BEGIN Source records
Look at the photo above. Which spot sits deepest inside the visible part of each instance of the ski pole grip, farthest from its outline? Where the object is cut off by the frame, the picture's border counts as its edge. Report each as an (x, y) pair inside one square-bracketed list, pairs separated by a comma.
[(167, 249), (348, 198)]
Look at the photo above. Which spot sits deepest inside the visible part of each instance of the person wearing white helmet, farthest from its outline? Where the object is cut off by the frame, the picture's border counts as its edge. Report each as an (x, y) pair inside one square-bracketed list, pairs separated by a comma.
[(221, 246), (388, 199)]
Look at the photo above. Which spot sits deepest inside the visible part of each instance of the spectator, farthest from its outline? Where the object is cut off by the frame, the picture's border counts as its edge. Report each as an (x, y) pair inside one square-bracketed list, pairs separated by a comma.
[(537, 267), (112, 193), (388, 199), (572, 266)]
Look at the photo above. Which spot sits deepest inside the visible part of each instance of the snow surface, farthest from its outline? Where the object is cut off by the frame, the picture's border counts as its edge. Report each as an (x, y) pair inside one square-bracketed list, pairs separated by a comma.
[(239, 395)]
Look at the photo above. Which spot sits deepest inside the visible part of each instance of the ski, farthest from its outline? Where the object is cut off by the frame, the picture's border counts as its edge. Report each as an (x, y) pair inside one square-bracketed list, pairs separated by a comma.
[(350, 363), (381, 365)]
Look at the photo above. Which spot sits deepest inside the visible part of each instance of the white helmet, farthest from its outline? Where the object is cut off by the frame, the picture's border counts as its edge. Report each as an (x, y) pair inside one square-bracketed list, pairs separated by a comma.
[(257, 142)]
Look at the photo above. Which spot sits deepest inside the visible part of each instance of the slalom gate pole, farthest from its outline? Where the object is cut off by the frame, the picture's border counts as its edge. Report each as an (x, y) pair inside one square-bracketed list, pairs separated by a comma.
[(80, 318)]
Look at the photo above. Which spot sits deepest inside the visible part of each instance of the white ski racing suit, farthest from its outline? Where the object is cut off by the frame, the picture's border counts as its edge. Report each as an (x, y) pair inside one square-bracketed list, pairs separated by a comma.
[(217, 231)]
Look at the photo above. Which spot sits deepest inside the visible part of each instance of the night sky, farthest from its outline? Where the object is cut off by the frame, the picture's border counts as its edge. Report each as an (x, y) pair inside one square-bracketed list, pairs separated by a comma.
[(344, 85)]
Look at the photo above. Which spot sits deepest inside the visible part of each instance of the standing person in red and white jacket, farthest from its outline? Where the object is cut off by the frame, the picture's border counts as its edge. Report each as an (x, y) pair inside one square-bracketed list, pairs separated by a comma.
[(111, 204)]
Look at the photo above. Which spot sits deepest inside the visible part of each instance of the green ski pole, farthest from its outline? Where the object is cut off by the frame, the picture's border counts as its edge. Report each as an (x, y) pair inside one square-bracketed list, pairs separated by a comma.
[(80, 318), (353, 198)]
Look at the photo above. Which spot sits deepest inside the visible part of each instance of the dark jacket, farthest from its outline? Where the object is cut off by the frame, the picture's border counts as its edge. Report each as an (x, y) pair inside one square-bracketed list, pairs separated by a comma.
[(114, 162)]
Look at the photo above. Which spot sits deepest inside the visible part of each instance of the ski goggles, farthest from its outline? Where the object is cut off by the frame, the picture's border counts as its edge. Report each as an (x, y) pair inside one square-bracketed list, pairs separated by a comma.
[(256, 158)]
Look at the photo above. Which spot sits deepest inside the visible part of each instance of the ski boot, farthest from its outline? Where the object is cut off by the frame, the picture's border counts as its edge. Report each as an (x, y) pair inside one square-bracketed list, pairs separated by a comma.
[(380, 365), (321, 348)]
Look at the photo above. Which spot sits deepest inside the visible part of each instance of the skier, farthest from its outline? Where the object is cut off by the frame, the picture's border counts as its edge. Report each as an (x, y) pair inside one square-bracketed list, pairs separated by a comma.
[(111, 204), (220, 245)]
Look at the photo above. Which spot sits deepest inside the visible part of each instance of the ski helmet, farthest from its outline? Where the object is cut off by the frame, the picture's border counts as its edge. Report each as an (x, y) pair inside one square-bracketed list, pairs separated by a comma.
END Source records
# To do
Reproduce the entries exactly. Every word has to stay the same.

# Written response
Look at the photo above. Which spot sits deepest inside the visible part of each instance of the ski pole grip, farthest from its outline? Where the object is cut off by the frame, the picture's border counts as its edge. Report each as an (x, y) pair inside one square-bracketed list, pairs separated by a comma.
[(167, 249), (348, 198)]
Look at the photo above. Which spot sits deepest inside the visible part of each instance of the person wearing white helmet, farthest from its outline? Where the object is cut off by the frame, the picture's border counts as its edge. Report each as an (x, y) pair inside one square-bracketed list, pairs separated by a comma.
[(221, 246), (388, 199)]
Look at the photo above. Which spot sits deepest inside the visible part of each instance of the spectator, farthest from its outline? Where the object is cut off by the frame, the picture's border counts as its edge. Report each as an (x, y) pair inside one square-bracketed list, pairs separated by a comma.
[(537, 267), (112, 193), (388, 199), (572, 266)]
Look at the photo above. Which spot sits deepest inside the visible part of each instance of the snow surface, farthest from its outline? Where the object is cut off by the frame, the picture's border counts as its edge. Report each as an (x, y) pair inside one square-bracketed list, pairs separated by a comma.
[(239, 395)]
Look at the photo above. Which spot sits deepest inside the visible part of each instance of the ski, farthest from its outline? Where the object is cut off by the frame, the picture's border counts as its edge. Report each as an (x, y) pair inside one square-bracketed list, pairs separated by a comma.
[(350, 363), (381, 365)]
Look at the photo above. Which spot sits deepest inside the visible part of each instance of the white helmet, farthest from its outline? Where the object is cut off by the frame, the picture's border counts as its edge. Report each as an (x, y) pair inside one square-bracketed list, pairs separated by a comma.
[(257, 142)]
Look at the photo above. Which spot sits deepest inside the visible part of each instance of the slalom gate pole, farthest from its outline? Where the object is cut off by the frame, the picture's border counts as its edge. Report each as an (x, y) pair inside one square-bracketed list, pairs separated by a comma.
[(80, 318)]
Look at the photo above. Which spot sits deepest inside the visible part of each instance of the white ski racing suit, farthest from its outline? Where the object is cut off by the frame, the picture's border counts as its edge. Report each as an (x, y) pair inside one square-bracketed list, pairs separated by a comma.
[(217, 231)]
Look at the photo above. Which spot sits deepest inside the visible part of each instance of the night sky, farthest from its outline? Where the object is cut off by the frame, the picture's border counts as its edge. Report each as an (x, y) pair inside one square-bracketed list, pairs separated by a comma.
[(344, 85)]
Look at the photo above. Which spot sits deepest inside the visible part of each instance of the standing person in red and white jacket, farthest from its outline? Where the object is cut off by the frame, the picture's border counts as its edge. Report each as an (x, y) pair inside one square-bracketed list, pairs separated by a comma.
[(111, 204)]
Look at the photo above. Which spot sits deepest inside the visible part of each instance of the green ski pole, farthest from its outline? Where the object is cut off by the frame, the picture's border counts as its edge. Report each as an (x, y) pair inside one square-bracketed list, pairs separated by a comma.
[(80, 318), (353, 198)]
Look at the photo above. Which spot sits deepest inside the visible part of each instance of the dark jacket, farthest from its outline? Where the object is cut off by the frame, the picture's border counts as its edge. Report each as an (x, y) pair inside one square-bracketed list, pairs separated by a comma.
[(114, 162)]
Look at the photo above. Which spot sits deepest inside the visible part of each instance of the ski goggles, farthest from its outline? Where the object is cut off by the frame, the picture's border counts as its edge. Report each as an (x, y) pair inside one square-bracketed list, pairs separated by a comma.
[(256, 158)]
Look at the photo above. Which spot sits deepest inside the visible part of each instance of the ski boot, farthest from its outline? Where the object is cut off by the frame, the picture's border counts as its edge. Report each as an (x, y) pair inside one square-bracketed list, pairs separated by a comma.
[(380, 365), (321, 348)]
Look at the photo above. Which spot sits deepest inside the visible part of each instance of the skier, farthest from its outline? Where the object is cut off by the frame, the picture's border counts as its edge. Report each as an (x, y) pair inside one square-bracketed list, pairs separated by a comma.
[(111, 204), (220, 245)]
Look at the photo above. Which spot sits deepest inside the visible part of each instance of the ski helmet, farthest from its outline? Where the object is cut off by the frame, the picture's border counts as its edge. Report each as an (x, y) pair inside one square-bracketed list, pairs separated by a comma.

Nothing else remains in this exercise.